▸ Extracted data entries
◆ ◆ ◆ ◆

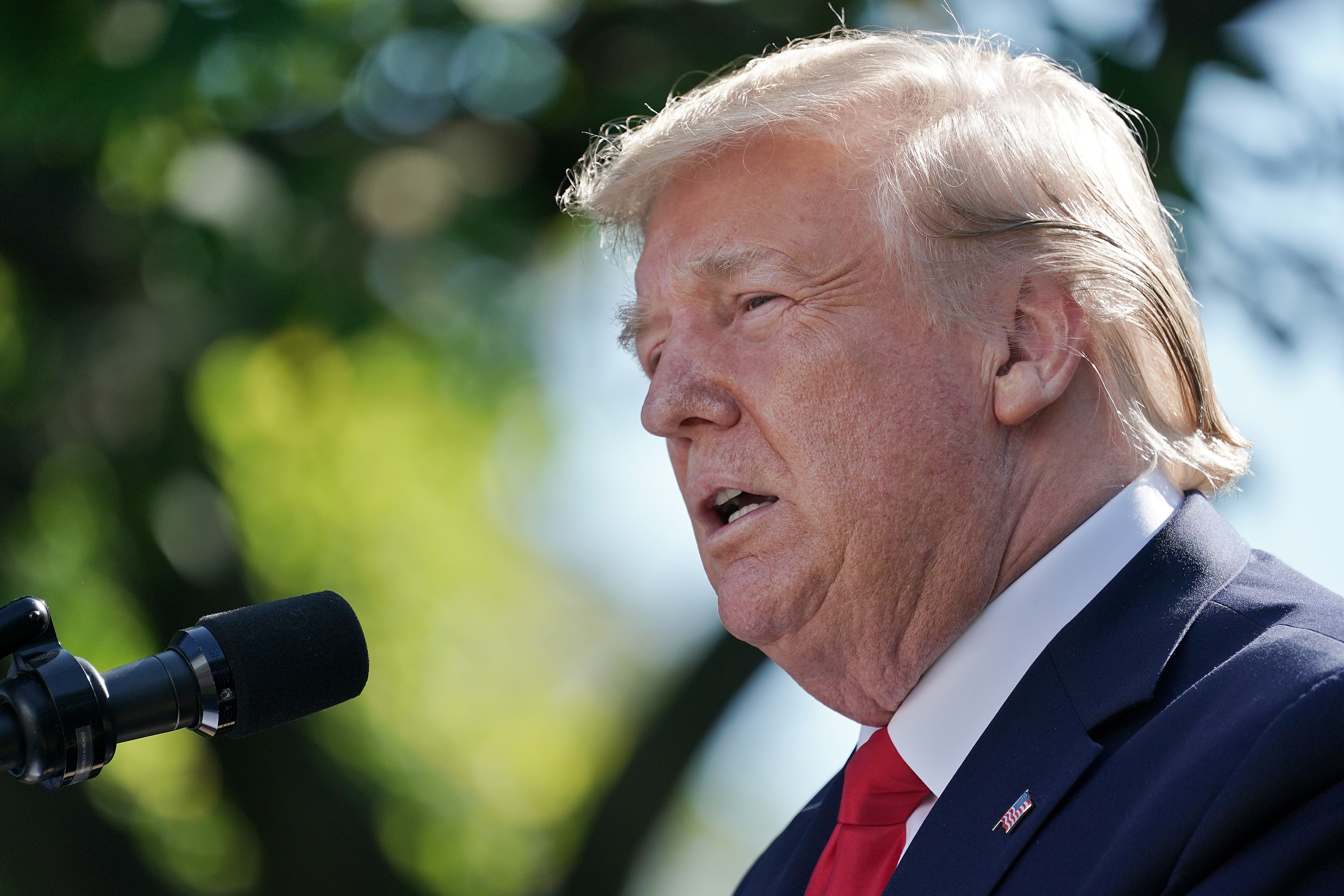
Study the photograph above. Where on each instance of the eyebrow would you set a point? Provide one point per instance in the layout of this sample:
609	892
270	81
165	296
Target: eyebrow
718	265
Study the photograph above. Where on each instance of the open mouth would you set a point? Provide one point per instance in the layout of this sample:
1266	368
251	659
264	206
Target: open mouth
733	503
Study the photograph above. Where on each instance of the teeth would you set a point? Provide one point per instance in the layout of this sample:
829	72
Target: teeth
744	511
725	496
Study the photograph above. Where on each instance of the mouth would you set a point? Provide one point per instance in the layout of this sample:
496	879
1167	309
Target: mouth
732	504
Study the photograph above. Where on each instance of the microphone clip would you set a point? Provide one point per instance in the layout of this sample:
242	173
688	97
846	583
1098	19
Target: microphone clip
60	700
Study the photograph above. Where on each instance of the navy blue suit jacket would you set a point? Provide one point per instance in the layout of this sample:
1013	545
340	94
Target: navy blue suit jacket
1185	734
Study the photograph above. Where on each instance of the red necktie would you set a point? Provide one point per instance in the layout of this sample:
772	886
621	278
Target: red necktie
880	795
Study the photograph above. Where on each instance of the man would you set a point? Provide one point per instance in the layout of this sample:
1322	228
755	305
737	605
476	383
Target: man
936	395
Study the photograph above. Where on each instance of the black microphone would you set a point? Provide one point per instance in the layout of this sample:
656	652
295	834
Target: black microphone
233	674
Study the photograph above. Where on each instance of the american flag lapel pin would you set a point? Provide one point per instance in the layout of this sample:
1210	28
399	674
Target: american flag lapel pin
1011	817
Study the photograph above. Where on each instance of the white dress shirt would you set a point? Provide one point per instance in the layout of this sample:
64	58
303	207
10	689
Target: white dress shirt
959	696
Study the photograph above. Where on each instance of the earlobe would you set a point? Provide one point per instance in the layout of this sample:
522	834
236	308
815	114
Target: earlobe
1041	350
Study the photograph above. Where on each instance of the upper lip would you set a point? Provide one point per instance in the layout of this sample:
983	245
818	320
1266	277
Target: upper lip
710	506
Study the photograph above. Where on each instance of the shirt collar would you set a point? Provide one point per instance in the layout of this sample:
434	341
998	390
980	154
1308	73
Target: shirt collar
959	696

◆ ◆ ◆ ◆

▸ PROBLEM TO WORK ON
What's needed is every record restated exactly, pictures excluded.

▸ TASK RESPONSE
Study the photograph above. Where on each instance of the eyebrow would you set a point? Provide one point per instance in the layout of this sample:
609	892
270	81
165	296
Target: eyebrow
718	265
Study the photograph above. Where on each instance of the open mouth would you set a point? Provide one point per instance in the layout of this sample:
1266	368
251	659
264	206
Target: open mouth
733	503
Study the photograph above. Where on each instance of the teeth would you set a point? Provide one point per instance in the layout of this sample:
829	72
Target: teeth
744	511
725	496
Study the photograph above. Where on each instance of the mouth would you set a point? Provide one point per instance in the layout of this sample:
496	879
1167	309
Target: mouth
732	504
Study the photograph above. Where on each instance of the microphone clip would you set a point? Provide one point per instance in the layout of this sample:
242	173
688	97
846	583
1098	19
Target: microphone clip
60	700
Study the photograph above. Where on each instance of the navy blue suit jacket would you set a point? Provide one point per instance in the layout of this sample:
1013	545
340	94
Target: navy blue suit jacket
1185	734
Study the photograph above. Where on each instance of the red necktie would you set a point? Provide one point per instance in the layout of this sample:
772	886
621	278
Target: red necktie
880	795
Study the photograph above. Where on each instance of the man would you set a point? Provide one point per instance in the layout of this sample:
1322	228
755	305
737	605
476	383
Target: man
936	395
Study the photograph above. Where on each instance of the black microphone would you set a point? Provide one point per instance in the layout of this sample:
656	652
295	834
Target: black microphone
233	674
Study the photograph above. Where on each instance of the american flag lapel pin would you set a point? Provide one point per instance in the layout of this sample:
1210	28
399	674
Target: american flag lapel pin
1011	817
Study the photograph above. Where on each instance of the white dress shirt would you set a point? Provide one point per instance in the layout of this sample:
64	58
303	207
10	689
Target: white dress shirt
959	696
Study the photograph above. Where on each instance of the earlobe would you set a point? Provide one point per instance in the layout of this sample:
522	834
236	308
815	114
Target: earlobe
1041	350
Study the photograph above. Where on each instance of the upper lip would you set a point? Provide one point per instance in the layout of this sample:
983	245
818	320
1266	277
Target: upper lip
710	506
Study the photograph above. Where on each instance of the shirt collar would you set a point? Provide one point per instance in the layout of this sample:
434	341
998	390
980	154
1308	73
Target: shirt collar
959	696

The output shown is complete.